▶ [THE REQUEST] Reproduce the listing below exactly. Pictures do not belong in the copy.

■ ■ ■ ■

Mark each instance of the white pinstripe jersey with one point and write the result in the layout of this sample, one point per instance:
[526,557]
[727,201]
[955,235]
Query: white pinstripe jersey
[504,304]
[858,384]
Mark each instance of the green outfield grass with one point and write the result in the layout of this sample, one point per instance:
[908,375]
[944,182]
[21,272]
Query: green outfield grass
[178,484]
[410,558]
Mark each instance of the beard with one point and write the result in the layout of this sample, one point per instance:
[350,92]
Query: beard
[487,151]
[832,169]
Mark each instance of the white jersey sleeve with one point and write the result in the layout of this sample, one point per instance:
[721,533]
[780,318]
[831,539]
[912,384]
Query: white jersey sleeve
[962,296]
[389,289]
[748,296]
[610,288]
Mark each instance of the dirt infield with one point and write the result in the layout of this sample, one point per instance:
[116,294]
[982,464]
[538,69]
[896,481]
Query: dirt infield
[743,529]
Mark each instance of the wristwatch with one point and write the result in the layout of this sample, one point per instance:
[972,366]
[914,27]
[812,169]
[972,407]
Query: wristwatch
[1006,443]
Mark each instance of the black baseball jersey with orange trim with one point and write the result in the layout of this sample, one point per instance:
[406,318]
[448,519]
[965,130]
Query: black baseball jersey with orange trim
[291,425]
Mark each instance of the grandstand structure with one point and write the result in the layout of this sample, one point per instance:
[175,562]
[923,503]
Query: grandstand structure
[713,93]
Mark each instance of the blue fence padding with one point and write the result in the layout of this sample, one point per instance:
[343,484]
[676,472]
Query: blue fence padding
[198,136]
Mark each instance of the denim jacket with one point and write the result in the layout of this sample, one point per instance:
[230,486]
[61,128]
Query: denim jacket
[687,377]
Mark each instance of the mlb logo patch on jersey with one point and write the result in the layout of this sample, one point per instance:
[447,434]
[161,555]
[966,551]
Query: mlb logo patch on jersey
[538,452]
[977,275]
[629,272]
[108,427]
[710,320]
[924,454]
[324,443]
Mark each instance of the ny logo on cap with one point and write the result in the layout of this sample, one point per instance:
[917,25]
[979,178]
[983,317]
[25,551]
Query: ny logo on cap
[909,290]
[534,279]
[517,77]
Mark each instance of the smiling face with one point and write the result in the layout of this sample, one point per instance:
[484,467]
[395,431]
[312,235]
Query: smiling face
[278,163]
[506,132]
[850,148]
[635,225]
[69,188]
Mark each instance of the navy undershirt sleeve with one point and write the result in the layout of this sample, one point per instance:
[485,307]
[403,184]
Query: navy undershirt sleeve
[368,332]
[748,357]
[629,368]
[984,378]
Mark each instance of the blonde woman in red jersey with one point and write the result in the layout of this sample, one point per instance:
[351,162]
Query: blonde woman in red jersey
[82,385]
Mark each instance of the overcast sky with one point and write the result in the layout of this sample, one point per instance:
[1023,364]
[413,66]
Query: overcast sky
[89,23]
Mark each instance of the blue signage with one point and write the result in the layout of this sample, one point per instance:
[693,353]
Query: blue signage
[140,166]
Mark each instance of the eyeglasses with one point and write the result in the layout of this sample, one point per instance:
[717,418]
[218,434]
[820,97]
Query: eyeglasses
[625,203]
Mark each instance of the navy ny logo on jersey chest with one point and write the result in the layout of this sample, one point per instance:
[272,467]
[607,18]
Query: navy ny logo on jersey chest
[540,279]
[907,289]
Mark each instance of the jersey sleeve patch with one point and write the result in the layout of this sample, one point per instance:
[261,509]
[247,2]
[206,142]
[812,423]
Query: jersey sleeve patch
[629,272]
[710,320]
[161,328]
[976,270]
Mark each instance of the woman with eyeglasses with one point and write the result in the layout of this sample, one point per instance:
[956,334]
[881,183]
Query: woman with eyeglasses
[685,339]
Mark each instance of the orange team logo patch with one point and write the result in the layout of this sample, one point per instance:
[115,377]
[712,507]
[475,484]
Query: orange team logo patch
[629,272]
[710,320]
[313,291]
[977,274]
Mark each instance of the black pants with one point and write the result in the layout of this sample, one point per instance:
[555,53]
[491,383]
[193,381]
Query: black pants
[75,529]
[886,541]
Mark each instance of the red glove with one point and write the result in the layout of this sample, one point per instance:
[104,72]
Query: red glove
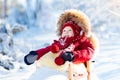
[59,60]
[55,47]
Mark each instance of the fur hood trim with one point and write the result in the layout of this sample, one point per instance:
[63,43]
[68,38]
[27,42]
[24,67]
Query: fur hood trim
[77,17]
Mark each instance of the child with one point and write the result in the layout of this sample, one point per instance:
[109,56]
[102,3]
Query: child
[75,43]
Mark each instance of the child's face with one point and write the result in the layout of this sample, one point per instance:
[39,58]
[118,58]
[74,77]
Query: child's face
[67,32]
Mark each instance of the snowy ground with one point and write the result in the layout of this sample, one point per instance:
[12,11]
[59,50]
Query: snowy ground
[107,65]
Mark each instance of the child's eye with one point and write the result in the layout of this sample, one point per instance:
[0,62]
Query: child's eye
[64,30]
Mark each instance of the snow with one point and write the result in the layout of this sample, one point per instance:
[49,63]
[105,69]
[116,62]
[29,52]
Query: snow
[40,32]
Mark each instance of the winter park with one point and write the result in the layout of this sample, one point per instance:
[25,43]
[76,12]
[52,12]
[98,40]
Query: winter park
[30,29]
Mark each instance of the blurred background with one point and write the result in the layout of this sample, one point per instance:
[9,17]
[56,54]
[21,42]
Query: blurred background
[31,24]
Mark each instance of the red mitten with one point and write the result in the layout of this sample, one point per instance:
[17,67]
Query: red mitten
[59,61]
[54,48]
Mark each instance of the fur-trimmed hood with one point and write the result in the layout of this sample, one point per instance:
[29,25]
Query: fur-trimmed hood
[77,17]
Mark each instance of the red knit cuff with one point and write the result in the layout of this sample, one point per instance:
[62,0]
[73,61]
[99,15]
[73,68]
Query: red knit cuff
[59,61]
[54,48]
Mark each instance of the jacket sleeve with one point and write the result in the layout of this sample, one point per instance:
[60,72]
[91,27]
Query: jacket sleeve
[85,52]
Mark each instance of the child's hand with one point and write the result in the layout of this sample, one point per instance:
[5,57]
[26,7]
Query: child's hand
[63,57]
[68,56]
[30,58]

■ ■ ■ ■

▶ [WRITTEN RESPONSE]
Mark each instance of the white pinstripe jersey with one point and write the result in the layout of this sample, one point per instance:
[526,557]
[727,201]
[955,235]
Query: white pinstripe jersey
[504,304]
[858,384]
Mark each instance of the green outfield grass with one point and write the result in the layout of this sample, one point per instance:
[908,375]
[944,182]
[21,272]
Query: green outfield grass
[178,484]
[410,558]
Mark each instance of the beard with one point and write the result in the layout of this sample, one point per instance:
[350,92]
Query: beard
[487,151]
[832,169]
Mark each instance of the white jersey sleeve with one point and write the result in the layout of this sample, one point per instance:
[721,533]
[780,318]
[831,539]
[912,384]
Query: white jersey sleeve
[962,296]
[389,289]
[748,296]
[610,288]
Mark each instance of the dirt infield with one point and write the result in the layout of this sample, one point per instance:
[116,294]
[982,464]
[538,69]
[896,481]
Query: dirt infield
[743,529]
Mark each instance of the wristwatch with one point and write the result in the layout of this sample, one point per instance:
[972,366]
[914,27]
[812,169]
[972,407]
Query: wristwatch
[1006,443]
Mark each instance of the black baseball jersey with orange trim with one point and write the result in the layout of this sample, one point per instance:
[406,318]
[448,519]
[965,130]
Query: black baseball jersey with orange trim
[291,425]
Mark each instance of the grandstand structure with one point and write the result in the layout of this sample, one point per instance:
[175,562]
[923,503]
Query: grandstand structure
[713,93]
Mark each instance of the blue fence padding with one point and write the result in the layout of this sample, one point per instance:
[343,484]
[676,472]
Query: blue fence padding
[198,136]
Mark each instance of the denim jacket with one point and write the result in the layout of this sample, one point per instance:
[230,486]
[61,128]
Query: denim jacket
[687,377]
Mark each instance of the mlb logo patch on jersey with one point and write the result in the layout of this sample, one point per instance:
[447,434]
[161,555]
[966,551]
Query: mlb logo patch on jersey
[538,452]
[977,275]
[629,272]
[108,427]
[710,320]
[924,454]
[324,443]
Mark each instance of the ny logo on cap with one point and write the result in the layout of this sample, one point per instance:
[917,25]
[979,178]
[983,317]
[25,551]
Query: ny logo on cap
[909,290]
[534,279]
[517,77]
Mark each instance of the smiling face with one point and write the result in the layout of this sample, one point per instance:
[484,467]
[395,431]
[312,235]
Query: smiling face
[278,163]
[506,132]
[850,148]
[635,225]
[69,188]
Mark each instance of the navy undershirt sleeve with one point and write the result in the layout of this sample, one point per instance:
[485,307]
[403,184]
Query: navy undershirt sleeve
[368,332]
[748,357]
[629,368]
[984,378]
Mark each instance of the blonde woman in red jersey with one point and write the result in the layout of this sample, one point per instance:
[351,162]
Query: blonde woman in red jersey
[82,385]
Mark each instance of the overcast sky with one point and write the result in the layout of this sample, one point per instance:
[1023,364]
[413,66]
Query: overcast sky
[89,23]
Mark each instance of the blue signage with one point and write the result in the layout of this sample, one point per instance:
[693,353]
Query: blue signage
[140,166]
Mark each instance of the eyeglasses with one point and write the result in the layout of this sample, one point per instance:
[717,418]
[218,434]
[820,97]
Query: eyeglasses
[625,203]
Mark each instance of the navy ny logo on jersey chest with one point and write the result in the layout of this sample, one point per instance:
[272,467]
[607,18]
Query: navy ny logo on jersey chest
[540,279]
[907,289]
Mark each instance of the jersey sleeve patch with one point and write the result in the layout of this sample, one point per instance:
[261,509]
[247,2]
[206,142]
[812,423]
Query: jersey sleeve patch
[629,272]
[710,320]
[161,328]
[976,270]
Mark each instance of the woman with eyeglasses with one point and write the result in the layout of this sample, one point per instance:
[956,334]
[881,183]
Query: woman with eyeglasses
[685,339]
Mark each instance of the orange team logo patch with one point and write the result in the layout of this sample, one point per instance:
[115,377]
[712,507]
[475,484]
Query: orange team logo patch
[629,272]
[710,320]
[313,291]
[977,274]
Mark each instance of the black pants with one point and write the result in the layout of this sample, one point per instance:
[555,53]
[491,383]
[193,381]
Query: black pants
[75,529]
[886,541]
Mark each instance of the red glove with one point and write the result in the layout of this sample, one point per instance:
[104,72]
Query: red glove
[59,60]
[55,47]
Mark each instance of the fur hood trim with one point and write the result in the layout of this sample, one point per instance:
[63,43]
[68,38]
[27,42]
[24,67]
Query: fur hood trim
[77,17]
Mark each instance of the child with one point and write the result in the layout of this sample, one point per instance:
[109,56]
[102,3]
Query: child
[75,43]
Mark each instance of the child's face with one point and write the result in the layout of this sample, one point per instance:
[39,58]
[118,58]
[74,77]
Query: child's face
[67,32]
Mark each instance of the snowy ground with one point and write the result in the layout of this sample, one point per instance:
[12,11]
[59,50]
Query: snowy ground
[107,65]
Mark each instance of the child's eye with one point and write the result in the layout of this sample, one point per instance:
[0,62]
Query: child's eye
[64,30]
Mark each instance of the snow with one point and write the result in the layout of this sample, one point per instance:
[49,63]
[105,69]
[116,62]
[29,52]
Query: snow
[40,32]
Mark each instance of the winter park with one point and write the result in the layout of this sample, one point per instance:
[25,43]
[76,12]
[52,12]
[98,40]
Query: winter park
[30,29]
Mark each instance of the blurred background with one point and write the result in the layout of this sample, one point per instance:
[9,17]
[56,54]
[21,42]
Query: blurred background
[31,24]
Mark each instance of the red mitten with one point and write the result in the layout of this sample, one point per instance:
[17,67]
Query: red mitten
[59,61]
[54,48]
Mark each instance of the fur-trimmed hood with one point and write the result in the layout of this sample, one point per instance:
[29,25]
Query: fur-trimmed hood
[77,17]
Mark each instance of the red knit cuff with one point and write the result in the layout of this sample, one point per instance:
[62,0]
[73,61]
[99,15]
[73,68]
Query: red knit cuff
[59,61]
[54,48]
Mark each instance of the jacket sleeve with one point and write the result in the layout of this sample, one point per instance:
[60,72]
[91,27]
Query: jacket sleeve
[85,52]
Mark each instance of the child's hand with one point and write the result in the layout of this sample, one point per instance:
[5,57]
[26,7]
Query: child's hand
[63,57]
[68,56]
[30,58]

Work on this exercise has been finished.